_Exercise goal_:
Look through the records and copy each line with the string "wheel" in it.

::::::::

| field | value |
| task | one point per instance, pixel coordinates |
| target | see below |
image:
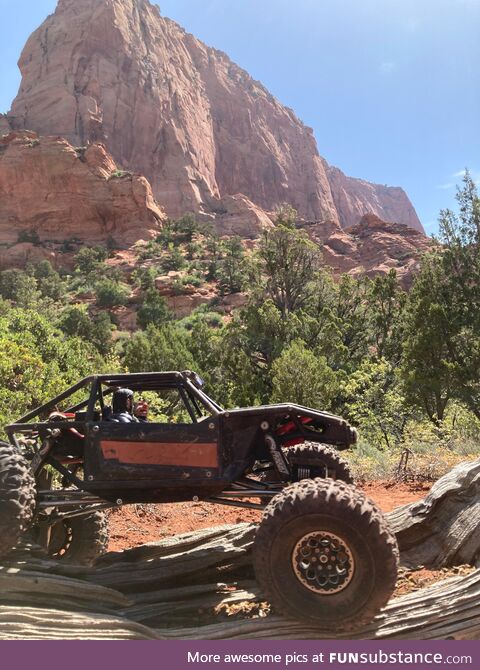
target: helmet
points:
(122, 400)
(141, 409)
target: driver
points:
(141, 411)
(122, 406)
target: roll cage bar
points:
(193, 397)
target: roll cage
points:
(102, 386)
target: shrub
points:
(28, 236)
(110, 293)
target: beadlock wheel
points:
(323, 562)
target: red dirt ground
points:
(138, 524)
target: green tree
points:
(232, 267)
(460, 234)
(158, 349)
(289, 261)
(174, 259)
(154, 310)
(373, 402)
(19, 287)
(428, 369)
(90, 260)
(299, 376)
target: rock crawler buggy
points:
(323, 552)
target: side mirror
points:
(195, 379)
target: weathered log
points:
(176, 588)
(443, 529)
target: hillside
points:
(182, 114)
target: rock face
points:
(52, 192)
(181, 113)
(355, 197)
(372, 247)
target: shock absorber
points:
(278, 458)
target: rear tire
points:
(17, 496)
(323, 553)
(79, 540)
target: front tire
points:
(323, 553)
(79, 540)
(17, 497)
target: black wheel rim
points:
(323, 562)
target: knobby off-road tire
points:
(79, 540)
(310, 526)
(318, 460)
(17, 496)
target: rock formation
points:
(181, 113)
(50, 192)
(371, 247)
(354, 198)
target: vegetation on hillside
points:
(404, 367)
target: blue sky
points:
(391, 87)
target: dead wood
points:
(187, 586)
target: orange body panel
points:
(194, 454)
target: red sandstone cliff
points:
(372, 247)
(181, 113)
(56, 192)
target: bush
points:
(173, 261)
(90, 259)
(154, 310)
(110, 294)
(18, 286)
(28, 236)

::::::::

_Solution_:
target: beadlock wheel
target: black wheel rim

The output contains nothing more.